Data excerpts |

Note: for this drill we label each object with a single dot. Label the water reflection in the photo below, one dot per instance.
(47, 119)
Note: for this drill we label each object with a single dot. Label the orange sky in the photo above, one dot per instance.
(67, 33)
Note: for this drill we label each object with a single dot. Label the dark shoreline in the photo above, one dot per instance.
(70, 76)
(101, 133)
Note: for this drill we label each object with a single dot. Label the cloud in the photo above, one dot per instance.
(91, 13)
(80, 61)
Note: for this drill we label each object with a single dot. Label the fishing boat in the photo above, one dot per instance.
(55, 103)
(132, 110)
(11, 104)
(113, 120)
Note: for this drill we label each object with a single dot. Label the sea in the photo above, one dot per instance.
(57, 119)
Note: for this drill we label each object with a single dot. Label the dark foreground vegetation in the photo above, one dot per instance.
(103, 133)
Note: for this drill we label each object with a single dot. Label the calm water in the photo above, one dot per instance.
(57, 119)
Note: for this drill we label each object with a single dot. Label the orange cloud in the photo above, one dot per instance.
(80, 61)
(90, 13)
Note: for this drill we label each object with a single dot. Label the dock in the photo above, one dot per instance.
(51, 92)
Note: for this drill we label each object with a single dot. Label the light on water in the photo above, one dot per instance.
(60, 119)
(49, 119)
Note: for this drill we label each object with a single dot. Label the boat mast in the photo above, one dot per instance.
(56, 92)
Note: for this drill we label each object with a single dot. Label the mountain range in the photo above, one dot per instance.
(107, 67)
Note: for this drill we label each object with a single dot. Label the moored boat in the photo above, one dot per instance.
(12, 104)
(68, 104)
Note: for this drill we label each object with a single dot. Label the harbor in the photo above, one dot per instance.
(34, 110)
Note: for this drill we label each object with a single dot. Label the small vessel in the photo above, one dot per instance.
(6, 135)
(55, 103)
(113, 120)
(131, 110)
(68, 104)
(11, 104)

Short exercise | Rewrite the stretch of the material from the line containing "Label the moored" through the end, changing "single dot" to "single point" and leaving everything else as it is.

Exercise solution |
Note: for this drill we label each object with a single point. Label the moored boat in the photo above, one dot per instance.
(12, 104)
(68, 104)
Note: for this drill we label each object with a single point. Label the harbor in the photo above, one dot per instance.
(34, 110)
Note: for this drill we label each object with a single point. Label the small vessel in the photo above, one dot per instance.
(6, 135)
(55, 103)
(113, 120)
(131, 110)
(68, 104)
(11, 104)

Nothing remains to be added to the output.